--- start ---

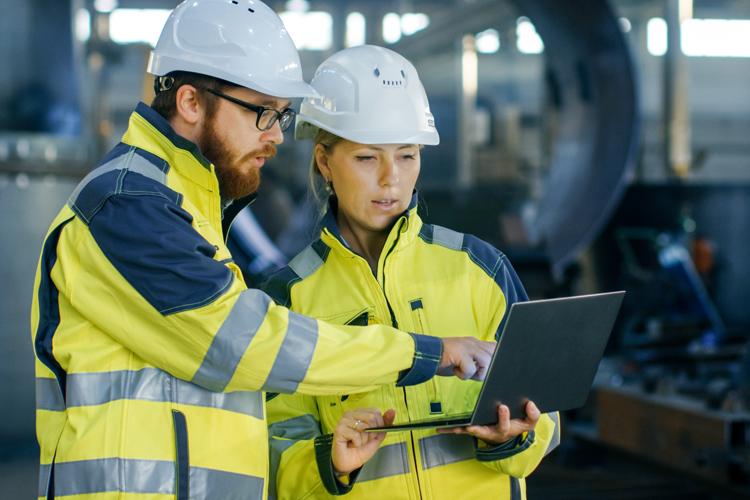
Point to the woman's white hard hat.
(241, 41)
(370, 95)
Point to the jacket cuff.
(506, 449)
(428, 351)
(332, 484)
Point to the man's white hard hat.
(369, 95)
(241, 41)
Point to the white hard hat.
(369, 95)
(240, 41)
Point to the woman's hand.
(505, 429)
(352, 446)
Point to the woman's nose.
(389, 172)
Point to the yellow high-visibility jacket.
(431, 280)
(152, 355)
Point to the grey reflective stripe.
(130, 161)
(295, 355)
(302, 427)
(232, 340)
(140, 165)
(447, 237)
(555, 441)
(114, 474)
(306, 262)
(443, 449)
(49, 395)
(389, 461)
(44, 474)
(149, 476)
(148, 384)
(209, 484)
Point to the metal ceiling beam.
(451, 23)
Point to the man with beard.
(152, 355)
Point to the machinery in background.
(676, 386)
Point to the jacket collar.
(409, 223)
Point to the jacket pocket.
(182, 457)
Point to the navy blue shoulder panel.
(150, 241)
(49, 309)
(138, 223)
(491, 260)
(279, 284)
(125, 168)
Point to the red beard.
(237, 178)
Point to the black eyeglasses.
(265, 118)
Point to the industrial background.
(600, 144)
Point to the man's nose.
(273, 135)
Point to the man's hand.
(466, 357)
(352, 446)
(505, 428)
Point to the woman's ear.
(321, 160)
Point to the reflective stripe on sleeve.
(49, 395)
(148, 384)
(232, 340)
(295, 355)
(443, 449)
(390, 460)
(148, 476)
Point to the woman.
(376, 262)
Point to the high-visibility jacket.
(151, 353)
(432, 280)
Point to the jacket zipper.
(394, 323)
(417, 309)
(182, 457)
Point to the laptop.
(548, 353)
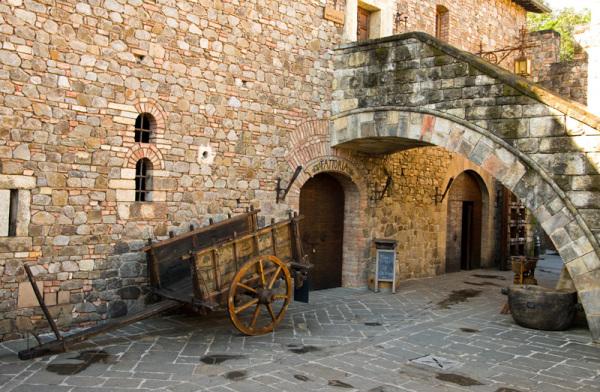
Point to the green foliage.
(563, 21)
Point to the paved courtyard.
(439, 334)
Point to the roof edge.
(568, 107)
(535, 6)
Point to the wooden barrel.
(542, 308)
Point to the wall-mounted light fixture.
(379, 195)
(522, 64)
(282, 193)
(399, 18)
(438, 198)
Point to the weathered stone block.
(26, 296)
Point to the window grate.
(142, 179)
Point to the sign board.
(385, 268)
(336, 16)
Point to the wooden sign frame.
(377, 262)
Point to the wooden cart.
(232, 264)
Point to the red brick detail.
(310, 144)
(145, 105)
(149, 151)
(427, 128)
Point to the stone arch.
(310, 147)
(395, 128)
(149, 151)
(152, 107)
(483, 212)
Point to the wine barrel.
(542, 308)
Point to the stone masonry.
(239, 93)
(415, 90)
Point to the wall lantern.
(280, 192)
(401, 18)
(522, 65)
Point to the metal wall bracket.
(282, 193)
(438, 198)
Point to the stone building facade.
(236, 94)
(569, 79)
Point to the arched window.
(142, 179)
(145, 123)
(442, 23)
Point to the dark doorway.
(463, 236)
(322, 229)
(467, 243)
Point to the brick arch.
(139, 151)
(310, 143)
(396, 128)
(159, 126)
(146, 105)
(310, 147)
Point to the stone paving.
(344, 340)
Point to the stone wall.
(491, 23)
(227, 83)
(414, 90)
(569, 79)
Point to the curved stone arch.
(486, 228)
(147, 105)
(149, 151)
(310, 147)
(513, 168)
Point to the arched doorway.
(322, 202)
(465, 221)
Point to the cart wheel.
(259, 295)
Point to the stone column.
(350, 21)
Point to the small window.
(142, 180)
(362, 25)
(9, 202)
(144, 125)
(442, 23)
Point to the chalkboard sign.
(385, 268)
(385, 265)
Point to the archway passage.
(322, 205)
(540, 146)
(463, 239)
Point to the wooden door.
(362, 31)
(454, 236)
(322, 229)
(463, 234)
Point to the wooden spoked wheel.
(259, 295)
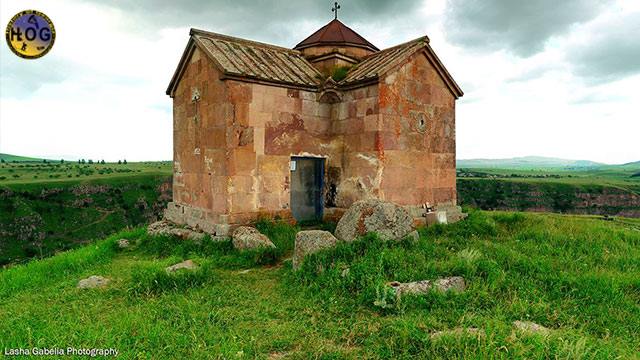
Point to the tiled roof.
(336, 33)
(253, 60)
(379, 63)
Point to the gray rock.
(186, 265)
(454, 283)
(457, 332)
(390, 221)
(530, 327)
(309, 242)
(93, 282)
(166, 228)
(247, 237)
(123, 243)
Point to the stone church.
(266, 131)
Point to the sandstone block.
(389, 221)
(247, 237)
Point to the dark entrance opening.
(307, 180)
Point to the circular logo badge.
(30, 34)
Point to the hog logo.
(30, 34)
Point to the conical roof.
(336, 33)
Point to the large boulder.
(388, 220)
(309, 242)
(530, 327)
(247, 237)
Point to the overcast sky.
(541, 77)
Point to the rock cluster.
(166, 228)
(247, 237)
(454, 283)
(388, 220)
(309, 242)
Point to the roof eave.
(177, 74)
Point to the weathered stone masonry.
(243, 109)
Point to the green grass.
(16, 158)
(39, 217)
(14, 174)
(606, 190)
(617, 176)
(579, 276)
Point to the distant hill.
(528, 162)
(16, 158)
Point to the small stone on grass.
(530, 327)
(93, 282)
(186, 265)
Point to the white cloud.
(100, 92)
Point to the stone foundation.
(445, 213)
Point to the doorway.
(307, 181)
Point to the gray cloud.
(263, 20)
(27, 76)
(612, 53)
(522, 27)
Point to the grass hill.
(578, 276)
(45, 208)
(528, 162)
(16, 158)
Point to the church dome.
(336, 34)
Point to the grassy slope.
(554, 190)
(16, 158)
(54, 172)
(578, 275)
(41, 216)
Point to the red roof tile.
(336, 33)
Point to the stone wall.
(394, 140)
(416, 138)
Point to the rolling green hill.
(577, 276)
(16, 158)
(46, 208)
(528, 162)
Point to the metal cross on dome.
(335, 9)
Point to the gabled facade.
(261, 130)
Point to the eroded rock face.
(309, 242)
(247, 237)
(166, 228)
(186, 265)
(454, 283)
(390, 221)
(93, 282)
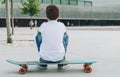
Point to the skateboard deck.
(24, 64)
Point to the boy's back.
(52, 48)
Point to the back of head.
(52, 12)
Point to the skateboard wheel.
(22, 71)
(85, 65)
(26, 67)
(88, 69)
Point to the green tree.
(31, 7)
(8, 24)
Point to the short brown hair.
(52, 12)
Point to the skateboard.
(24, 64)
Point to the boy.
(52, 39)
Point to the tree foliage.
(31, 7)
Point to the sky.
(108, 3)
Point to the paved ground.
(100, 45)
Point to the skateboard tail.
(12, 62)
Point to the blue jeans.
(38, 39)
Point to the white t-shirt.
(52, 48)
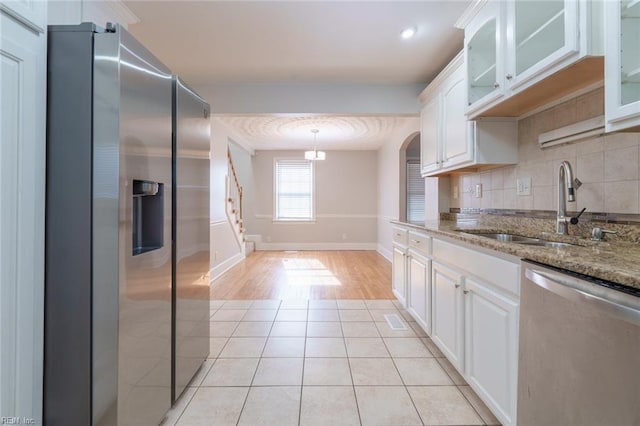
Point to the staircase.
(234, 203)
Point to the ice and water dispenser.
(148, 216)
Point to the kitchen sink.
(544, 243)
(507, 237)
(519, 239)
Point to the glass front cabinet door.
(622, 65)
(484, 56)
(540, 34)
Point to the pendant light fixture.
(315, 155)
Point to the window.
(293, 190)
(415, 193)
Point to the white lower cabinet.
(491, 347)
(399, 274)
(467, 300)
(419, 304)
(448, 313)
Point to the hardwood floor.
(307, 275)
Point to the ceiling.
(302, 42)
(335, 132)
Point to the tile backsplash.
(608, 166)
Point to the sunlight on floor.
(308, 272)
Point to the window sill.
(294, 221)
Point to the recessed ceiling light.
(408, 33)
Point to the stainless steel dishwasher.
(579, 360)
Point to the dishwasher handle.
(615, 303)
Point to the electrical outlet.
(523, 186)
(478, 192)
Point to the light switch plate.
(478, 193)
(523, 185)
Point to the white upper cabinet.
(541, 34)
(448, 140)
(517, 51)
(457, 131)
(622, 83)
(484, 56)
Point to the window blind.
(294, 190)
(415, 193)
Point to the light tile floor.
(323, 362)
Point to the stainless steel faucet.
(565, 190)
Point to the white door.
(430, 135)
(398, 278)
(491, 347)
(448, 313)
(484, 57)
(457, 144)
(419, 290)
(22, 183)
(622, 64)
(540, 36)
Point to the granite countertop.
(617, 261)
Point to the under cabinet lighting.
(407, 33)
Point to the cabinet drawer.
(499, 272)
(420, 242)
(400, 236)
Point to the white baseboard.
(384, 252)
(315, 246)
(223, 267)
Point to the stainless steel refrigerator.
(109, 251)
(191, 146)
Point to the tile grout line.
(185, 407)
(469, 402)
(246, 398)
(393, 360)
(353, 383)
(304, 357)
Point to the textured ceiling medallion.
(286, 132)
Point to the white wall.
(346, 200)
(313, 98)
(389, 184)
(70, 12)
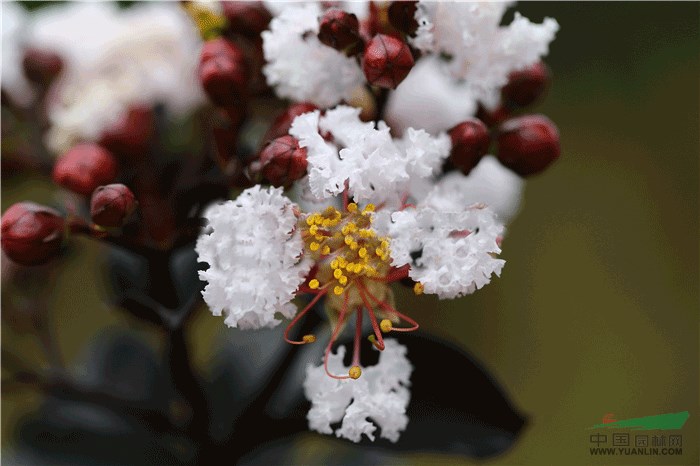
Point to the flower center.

--- end ---

Please write out the material again, starting with the line that contains "Point to the stainless steel refrigerator." and going on through the end of the material, with the requests included and every number in the coordinates offset by adding 23. Leave the pictures out.

THE OUTPUT:
Point to the stainless steel refrigerator.
(132, 274)
(214, 169)
Point to the tile grout line.
(208, 430)
(492, 425)
(269, 421)
(416, 383)
(376, 406)
(327, 380)
Point to the textured ceiling medallion.
(309, 155)
Point to the white wall.
(369, 223)
(336, 121)
(412, 207)
(93, 35)
Point to the flower center.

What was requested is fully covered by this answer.